## [Description of the task]
Every line below is to be copied exactly, with the pictures left out.

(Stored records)

• • • • •

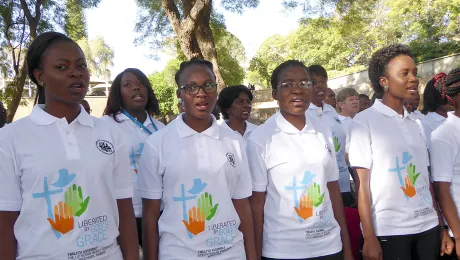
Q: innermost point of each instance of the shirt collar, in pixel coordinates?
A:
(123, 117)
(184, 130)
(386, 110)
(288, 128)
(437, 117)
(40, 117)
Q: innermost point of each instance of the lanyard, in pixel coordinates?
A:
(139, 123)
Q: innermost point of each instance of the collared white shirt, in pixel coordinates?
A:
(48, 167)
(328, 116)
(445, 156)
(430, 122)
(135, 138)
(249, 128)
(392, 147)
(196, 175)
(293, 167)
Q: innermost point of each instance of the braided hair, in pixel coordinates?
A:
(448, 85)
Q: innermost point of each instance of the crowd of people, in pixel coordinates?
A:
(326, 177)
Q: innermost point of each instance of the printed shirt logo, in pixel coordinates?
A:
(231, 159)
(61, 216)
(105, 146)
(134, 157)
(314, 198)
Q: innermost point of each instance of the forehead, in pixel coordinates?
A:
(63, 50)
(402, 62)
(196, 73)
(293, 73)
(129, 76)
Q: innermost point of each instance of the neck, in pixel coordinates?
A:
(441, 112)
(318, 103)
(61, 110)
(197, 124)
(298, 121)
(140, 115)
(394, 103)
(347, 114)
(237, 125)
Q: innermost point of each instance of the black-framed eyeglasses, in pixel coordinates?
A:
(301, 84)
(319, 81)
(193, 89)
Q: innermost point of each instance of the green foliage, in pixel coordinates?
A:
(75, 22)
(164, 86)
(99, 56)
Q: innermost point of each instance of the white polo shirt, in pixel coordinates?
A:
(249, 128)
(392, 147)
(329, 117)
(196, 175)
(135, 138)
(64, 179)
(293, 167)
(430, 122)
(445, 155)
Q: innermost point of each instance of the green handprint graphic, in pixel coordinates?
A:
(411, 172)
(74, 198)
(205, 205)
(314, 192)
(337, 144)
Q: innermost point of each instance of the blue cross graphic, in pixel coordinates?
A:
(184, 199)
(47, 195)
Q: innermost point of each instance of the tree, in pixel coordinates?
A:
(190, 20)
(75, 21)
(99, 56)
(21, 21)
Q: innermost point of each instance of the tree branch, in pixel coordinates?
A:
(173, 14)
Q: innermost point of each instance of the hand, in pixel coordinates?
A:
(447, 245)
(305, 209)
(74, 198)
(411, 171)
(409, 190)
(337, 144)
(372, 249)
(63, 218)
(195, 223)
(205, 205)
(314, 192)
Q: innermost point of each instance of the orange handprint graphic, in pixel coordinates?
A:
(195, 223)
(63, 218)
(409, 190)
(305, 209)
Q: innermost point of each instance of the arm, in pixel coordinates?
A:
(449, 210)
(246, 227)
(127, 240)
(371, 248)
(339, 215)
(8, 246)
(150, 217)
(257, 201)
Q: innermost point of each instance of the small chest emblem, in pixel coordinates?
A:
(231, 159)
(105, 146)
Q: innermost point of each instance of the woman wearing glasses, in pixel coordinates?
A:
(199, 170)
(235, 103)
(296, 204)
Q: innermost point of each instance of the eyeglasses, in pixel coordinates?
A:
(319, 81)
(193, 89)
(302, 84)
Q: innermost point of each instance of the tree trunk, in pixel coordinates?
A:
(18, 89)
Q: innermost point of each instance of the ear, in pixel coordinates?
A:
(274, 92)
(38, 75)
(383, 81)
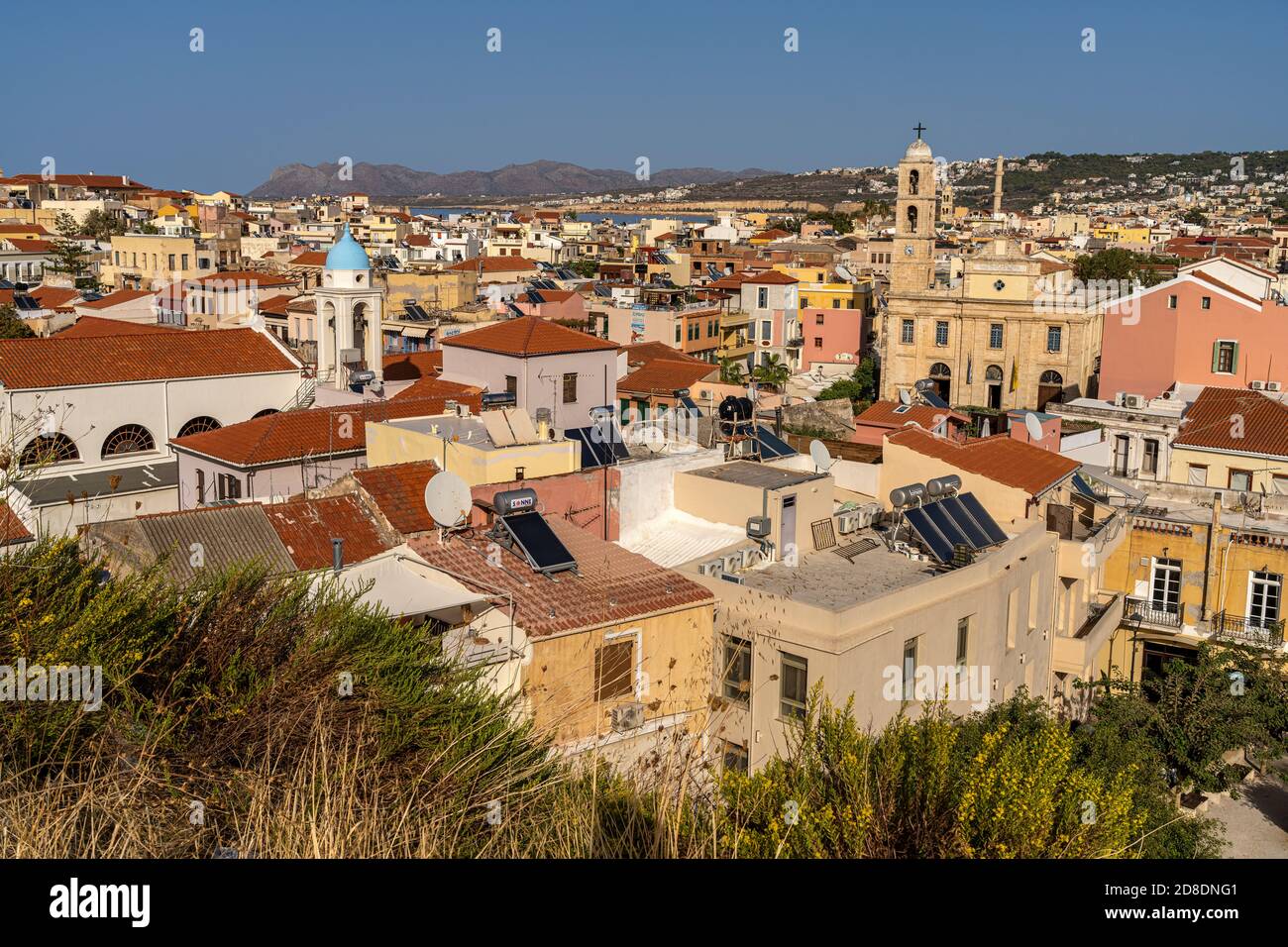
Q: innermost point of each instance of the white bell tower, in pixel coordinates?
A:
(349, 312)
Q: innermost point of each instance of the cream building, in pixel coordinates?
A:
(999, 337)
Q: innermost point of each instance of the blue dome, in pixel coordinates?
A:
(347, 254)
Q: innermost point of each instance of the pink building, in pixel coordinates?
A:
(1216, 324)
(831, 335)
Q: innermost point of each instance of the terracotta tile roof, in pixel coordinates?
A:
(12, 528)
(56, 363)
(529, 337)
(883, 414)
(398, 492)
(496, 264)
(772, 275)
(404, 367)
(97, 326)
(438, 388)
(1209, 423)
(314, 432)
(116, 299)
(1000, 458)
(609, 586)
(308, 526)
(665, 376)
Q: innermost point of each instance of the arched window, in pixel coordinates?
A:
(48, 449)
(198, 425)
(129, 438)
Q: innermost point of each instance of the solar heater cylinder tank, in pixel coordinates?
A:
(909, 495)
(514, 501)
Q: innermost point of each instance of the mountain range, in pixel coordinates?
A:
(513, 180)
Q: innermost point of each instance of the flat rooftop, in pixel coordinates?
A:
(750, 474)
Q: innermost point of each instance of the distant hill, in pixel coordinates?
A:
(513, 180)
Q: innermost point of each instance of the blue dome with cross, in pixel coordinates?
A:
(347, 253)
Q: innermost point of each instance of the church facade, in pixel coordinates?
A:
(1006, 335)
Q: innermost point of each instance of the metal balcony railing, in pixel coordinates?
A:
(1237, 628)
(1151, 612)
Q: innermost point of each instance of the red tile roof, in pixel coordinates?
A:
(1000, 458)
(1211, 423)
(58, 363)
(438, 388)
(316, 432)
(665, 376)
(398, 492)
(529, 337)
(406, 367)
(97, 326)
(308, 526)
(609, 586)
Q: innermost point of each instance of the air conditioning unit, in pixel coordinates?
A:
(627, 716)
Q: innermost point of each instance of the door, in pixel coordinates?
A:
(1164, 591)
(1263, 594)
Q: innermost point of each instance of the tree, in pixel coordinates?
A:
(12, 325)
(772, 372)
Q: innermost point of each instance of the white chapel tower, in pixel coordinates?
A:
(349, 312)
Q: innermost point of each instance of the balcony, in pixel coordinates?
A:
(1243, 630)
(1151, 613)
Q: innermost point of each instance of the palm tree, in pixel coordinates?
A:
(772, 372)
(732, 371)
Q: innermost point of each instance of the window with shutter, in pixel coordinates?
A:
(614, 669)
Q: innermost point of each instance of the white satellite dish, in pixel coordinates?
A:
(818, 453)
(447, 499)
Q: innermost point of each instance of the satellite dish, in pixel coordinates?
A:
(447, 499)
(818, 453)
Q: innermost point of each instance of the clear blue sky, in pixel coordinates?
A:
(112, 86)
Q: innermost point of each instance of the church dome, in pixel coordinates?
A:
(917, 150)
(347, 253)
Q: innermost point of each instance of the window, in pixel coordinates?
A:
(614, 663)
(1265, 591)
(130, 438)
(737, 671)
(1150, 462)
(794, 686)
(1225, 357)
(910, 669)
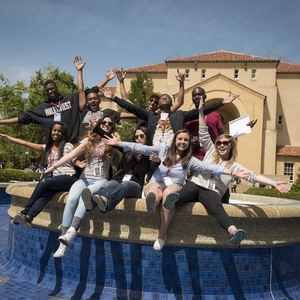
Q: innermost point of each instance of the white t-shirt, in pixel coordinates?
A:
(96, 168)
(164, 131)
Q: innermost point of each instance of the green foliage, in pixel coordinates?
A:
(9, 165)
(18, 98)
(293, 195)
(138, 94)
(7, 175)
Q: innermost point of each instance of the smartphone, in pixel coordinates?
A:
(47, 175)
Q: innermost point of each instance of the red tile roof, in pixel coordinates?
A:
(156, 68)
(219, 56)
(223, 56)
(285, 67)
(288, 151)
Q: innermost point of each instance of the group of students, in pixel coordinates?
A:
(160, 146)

• • • • •

## [Answer space]
Q: innermost point of each instance of the shirt collar, in pixel coordinates?
A:
(123, 117)
(184, 130)
(386, 110)
(288, 128)
(437, 117)
(40, 117)
Q: innermost point of each instance of the lanyard, in pixel coordinates?
A:
(139, 123)
Q: innermost point of each instance of the collared white shirt, in pixel coordinates?
A:
(48, 167)
(328, 116)
(445, 156)
(430, 122)
(135, 138)
(249, 128)
(392, 147)
(196, 175)
(293, 167)
Q: innermost point of each instance of the braided hair, in pixel coordinates?
A:
(448, 85)
Q: innermost point of each instance of the crowd of people, in pixel coordinates?
A:
(326, 177)
Q: innermost point of each instance of the printed shirt logo, in pixel coordinates?
A:
(231, 159)
(61, 216)
(105, 146)
(134, 157)
(314, 198)
Q: innermost point of each instance of the forehead, in pixel coordinates?
A:
(63, 50)
(402, 62)
(196, 73)
(293, 73)
(129, 76)
Q: innermost point of each instance of the neck, in pixel coordinates?
A:
(441, 112)
(318, 103)
(61, 110)
(197, 124)
(298, 121)
(140, 115)
(394, 103)
(347, 114)
(237, 125)
Q: innermost point of each instance of the black-framed eyeglasses, in pixel coordinates?
A:
(301, 84)
(319, 81)
(193, 89)
Q: innermost point of each instance of the green foliage, in pixel coordinates?
A:
(75, 22)
(164, 86)
(99, 56)
Q: innermost point of each instance of the white polo shirt, in pixel coordinates?
A:
(249, 128)
(392, 147)
(329, 117)
(196, 175)
(135, 138)
(64, 179)
(293, 167)
(430, 122)
(445, 155)
Q: innermost point of each instance of the green handprint graphic, in pixel coordinates?
A:
(411, 172)
(74, 198)
(205, 205)
(314, 192)
(337, 144)
Q: innermost point of each instance of the blue cross graphic, in pixel coordinates?
A:
(184, 199)
(47, 195)
Q: innermost point of each instance of the tree, in pixel coordinates?
A:
(190, 20)
(75, 21)
(99, 56)
(21, 21)
Q: innermost point of each instance of the tree branch, in pixel coordinates?
A:
(173, 14)
Q: innermost point of each instance of the hand, in pixel coordinates?
A:
(447, 245)
(305, 209)
(74, 198)
(411, 171)
(409, 190)
(337, 144)
(372, 249)
(63, 218)
(195, 223)
(205, 205)
(314, 192)
Q: innermost point of each instance of the orange handprint graphic, in pixel coordinates?
A:
(195, 223)
(63, 218)
(409, 190)
(305, 209)
Q: innermost point of each instance of the arm, in pixel coordinates?
A:
(449, 210)
(246, 227)
(127, 240)
(371, 248)
(339, 215)
(8, 246)
(150, 217)
(257, 201)
Q: innermost point of each instance of the small chest emblem, in pixel coordinates?
A:
(231, 159)
(105, 146)
Q: innermost point of each instance of the woman wearing glasses, in pixel coordinates?
A:
(199, 170)
(235, 103)
(296, 204)
Q: innermost point of each instance of the eyeglasses, in pixel coordinates?
A:
(319, 81)
(193, 89)
(302, 84)
Q: innermost point of each instance of the tree trunk, in pixel coordinates?
A:
(18, 89)
Q: innermost point of each instance of the ear, in pixel coordinates?
A:
(274, 92)
(38, 75)
(383, 81)
Q: innermost point of each instance of the white bell tower, in pixel coordinates?
A:
(349, 312)
Q: innermost point of each instance of the cream building, in pixel coordinates?
A:
(999, 337)
Q: innermost point of each instance of the blue dome, in pixel coordinates?
A:
(347, 254)
Q: innermost point of each instance of the pink building, in pixel coordinates?
A:
(1216, 324)
(831, 335)
Q: innermost point of each instance of the terracotta tile roof, in pixel coordinates?
A:
(12, 528)
(56, 363)
(529, 337)
(883, 414)
(398, 492)
(496, 264)
(772, 275)
(404, 367)
(97, 326)
(438, 388)
(1209, 423)
(314, 432)
(116, 299)
(1000, 458)
(609, 586)
(308, 526)
(665, 376)
Q: innermost point of each instance of the arched window, in pixel coordinates?
A:
(48, 449)
(198, 425)
(129, 438)
Q: innermost point of each instance of the solar heater cylinder tank, in pixel coordinates?
A:
(909, 495)
(514, 501)
Q: innermost point of each instance of the mountain range, in pixel coordinates?
A:
(513, 180)
Q: innermost point of each instance of the flat rooftop, in pixel coordinates?
A:
(750, 474)
Q: innermost point of each instance of the distant hill, in pixel coordinates?
A:
(513, 180)
Q: innermost point of each instance of the blue dome with cross, in pixel coordinates?
A:
(347, 253)
Q: innermost point of each instance of the church facade, in pixel coordinates?
A:
(1006, 335)
Q: innermost point of each instance of the metal balcony railing, in pixel coordinates?
A:
(1237, 628)
(1151, 612)
Q: innermost point of each instance of the red tile roof, in pixel coordinates?
A:
(1000, 458)
(1211, 423)
(58, 363)
(438, 388)
(316, 432)
(665, 376)
(398, 492)
(529, 337)
(406, 367)
(97, 326)
(308, 526)
(609, 586)
Q: innermost point of each instance of the air conditioning unit, in pixel coordinates?
A:
(627, 716)
Q: innermost point of each instance of the door, in pixel coordinates?
A:
(1164, 591)
(1263, 594)
Q: innermost point of each instance of the tree, in pixel coordinates?
A:
(12, 325)
(772, 372)
Q: innermost point of each instance of the white chapel tower, in pixel coordinates?
A:
(349, 312)
Q: innermost point of each instance of the balcony, in pixel coordinates?
A:
(1243, 630)
(1151, 613)
Q: innermost point of each instance of the palm tree, in pixel coordinates?
A:
(772, 372)
(732, 371)
Q: innermost point of each instance of the window with shutter, in pixel coordinates?
A:
(614, 669)
Q: innermost point of each instance of the white satellite dish, in pixel coordinates?
A:
(818, 453)
(447, 499)
Q: innermost point of each instance of the satellite dish, in pixel coordinates?
A:
(447, 499)
(818, 453)
Q: innermost point of each instance of the clear blue sky, in pixel coordinates?
A:
(112, 86)
Q: innermost point of each instance of the church dome, in pixel coordinates?
A:
(917, 150)
(347, 253)
Q: innermost point of each instance of the window, in pixel coordinates?
A:
(614, 663)
(1265, 591)
(130, 438)
(737, 671)
(1150, 462)
(794, 686)
(1225, 357)
(910, 669)
Q: innermost point of each instance of the white t-shirt, in pixel coordinates?
A:
(96, 168)
(164, 131)
Q: innermost point of each instance of the green foliage, in pixel coordinates?
A:
(9, 165)
(18, 98)
(293, 195)
(138, 94)
(7, 175)
Q: innermost point of each instance of the smartphone, in pixel coordinates?
A:
(47, 175)
Q: innermost point of each instance of the red tile roof, in pixel coordinates?
A:
(156, 68)
(219, 56)
(223, 56)
(285, 67)
(288, 151)
Q: innermost point of each instance of the group of students, in pixel coordinates?
A:
(160, 146)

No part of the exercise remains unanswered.